— Begin Items —

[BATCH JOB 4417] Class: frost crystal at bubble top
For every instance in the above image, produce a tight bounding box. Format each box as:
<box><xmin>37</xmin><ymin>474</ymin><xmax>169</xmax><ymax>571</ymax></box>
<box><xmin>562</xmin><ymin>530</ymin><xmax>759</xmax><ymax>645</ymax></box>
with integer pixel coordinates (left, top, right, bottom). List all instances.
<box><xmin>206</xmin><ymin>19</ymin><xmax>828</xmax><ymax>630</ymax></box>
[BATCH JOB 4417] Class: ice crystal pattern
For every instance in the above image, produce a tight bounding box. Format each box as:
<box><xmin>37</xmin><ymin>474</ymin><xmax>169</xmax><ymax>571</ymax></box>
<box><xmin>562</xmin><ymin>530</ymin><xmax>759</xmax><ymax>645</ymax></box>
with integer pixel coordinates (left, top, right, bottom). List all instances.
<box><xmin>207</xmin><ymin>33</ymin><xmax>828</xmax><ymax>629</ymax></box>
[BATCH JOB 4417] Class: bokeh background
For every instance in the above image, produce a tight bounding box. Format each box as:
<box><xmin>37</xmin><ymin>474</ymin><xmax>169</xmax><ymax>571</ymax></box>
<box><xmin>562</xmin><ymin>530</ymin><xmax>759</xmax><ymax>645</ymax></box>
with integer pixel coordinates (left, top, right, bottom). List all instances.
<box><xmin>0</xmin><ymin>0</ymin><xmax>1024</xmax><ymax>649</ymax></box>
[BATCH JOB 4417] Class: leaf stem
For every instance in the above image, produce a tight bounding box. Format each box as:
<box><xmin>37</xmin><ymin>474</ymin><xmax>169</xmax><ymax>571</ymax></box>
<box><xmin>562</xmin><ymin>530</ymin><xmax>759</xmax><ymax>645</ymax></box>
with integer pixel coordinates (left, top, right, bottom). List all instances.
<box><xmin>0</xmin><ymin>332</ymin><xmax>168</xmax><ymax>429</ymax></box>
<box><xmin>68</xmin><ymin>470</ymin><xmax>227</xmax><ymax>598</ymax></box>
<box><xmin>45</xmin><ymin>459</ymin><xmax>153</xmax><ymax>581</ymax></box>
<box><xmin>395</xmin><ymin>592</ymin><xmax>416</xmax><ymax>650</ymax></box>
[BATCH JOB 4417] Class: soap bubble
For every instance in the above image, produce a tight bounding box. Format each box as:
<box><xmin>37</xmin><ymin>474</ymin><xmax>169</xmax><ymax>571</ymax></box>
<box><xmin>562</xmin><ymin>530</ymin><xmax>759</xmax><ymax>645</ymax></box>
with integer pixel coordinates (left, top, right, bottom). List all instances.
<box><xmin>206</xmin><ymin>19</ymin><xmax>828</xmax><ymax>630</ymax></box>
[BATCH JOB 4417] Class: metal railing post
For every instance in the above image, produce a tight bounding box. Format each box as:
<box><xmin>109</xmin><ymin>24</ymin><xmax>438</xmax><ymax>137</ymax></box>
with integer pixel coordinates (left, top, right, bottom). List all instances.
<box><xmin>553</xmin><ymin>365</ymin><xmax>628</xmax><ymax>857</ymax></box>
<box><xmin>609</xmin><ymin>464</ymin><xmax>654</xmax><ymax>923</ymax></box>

— End Items —

→ **Goal**:
Reproduce all of the lines above word for word.

→ **Written response**:
[BATCH JOB 4417] Class: frost crystal at bubble top
For every instance in the above image, produce a tight bounding box. Format each box as:
<box><xmin>37</xmin><ymin>474</ymin><xmax>169</xmax><ymax>571</ymax></box>
<box><xmin>562</xmin><ymin>530</ymin><xmax>759</xmax><ymax>645</ymax></box>
with integer pixel coordinates (left, top, right, bottom). List all instances.
<box><xmin>206</xmin><ymin>19</ymin><xmax>828</xmax><ymax>630</ymax></box>
[BATCH JOB 4417] Class: ice crystal pattern
For every instance in the above image, produce a tight bounding box. Format each box as:
<box><xmin>37</xmin><ymin>474</ymin><xmax>169</xmax><ymax>571</ymax></box>
<box><xmin>562</xmin><ymin>530</ymin><xmax>759</xmax><ymax>645</ymax></box>
with integer pixel coordinates (left, top, right, bottom). List all instances.
<box><xmin>207</xmin><ymin>33</ymin><xmax>828</xmax><ymax>629</ymax></box>
[BATCH JOB 4417] Class: bokeh background
For every instance in the above image, produce a tight bounding box. Format each box as:
<box><xmin>37</xmin><ymin>474</ymin><xmax>169</xmax><ymax>571</ymax></box>
<box><xmin>562</xmin><ymin>530</ymin><xmax>759</xmax><ymax>645</ymax></box>
with integer pixel coordinates (left, top, right, bottom). List all instances.
<box><xmin>0</xmin><ymin>0</ymin><xmax>1024</xmax><ymax>649</ymax></box>
[BATCH JOB 4417] Class: leaf stem
For every instance in the above image, produce a tight bounding box. Format each box as:
<box><xmin>37</xmin><ymin>474</ymin><xmax>169</xmax><ymax>571</ymax></box>
<box><xmin>562</xmin><ymin>530</ymin><xmax>759</xmax><ymax>645</ymax></box>
with integer pixel coordinates (left, top, right, bottom). List all instances.
<box><xmin>0</xmin><ymin>332</ymin><xmax>168</xmax><ymax>429</ymax></box>
<box><xmin>68</xmin><ymin>470</ymin><xmax>227</xmax><ymax>598</ymax></box>
<box><xmin>45</xmin><ymin>459</ymin><xmax>153</xmax><ymax>581</ymax></box>
<box><xmin>395</xmin><ymin>592</ymin><xmax>416</xmax><ymax>650</ymax></box>
[BATCH JOB 4417] Class: soap bubble
For every instance in the above image, produce a tight bounding box. Format each box as:
<box><xmin>37</xmin><ymin>474</ymin><xmax>169</xmax><ymax>571</ymax></box>
<box><xmin>562</xmin><ymin>530</ymin><xmax>759</xmax><ymax>645</ymax></box>
with integer pixel coordinates (left, top, right, bottom). List all instances.
<box><xmin>206</xmin><ymin>19</ymin><xmax>828</xmax><ymax>630</ymax></box>
[BATCH JOB 4417] Class: metal railing post
For every instance in the above image, produce a tight bounding box. Format each box as:
<box><xmin>109</xmin><ymin>24</ymin><xmax>438</xmax><ymax>137</ymax></box>
with integer pixel coordinates (left, top, right, bottom). List all instances.
<box><xmin>553</xmin><ymin>365</ymin><xmax>628</xmax><ymax>857</ymax></box>
<box><xmin>609</xmin><ymin>464</ymin><xmax>654</xmax><ymax>923</ymax></box>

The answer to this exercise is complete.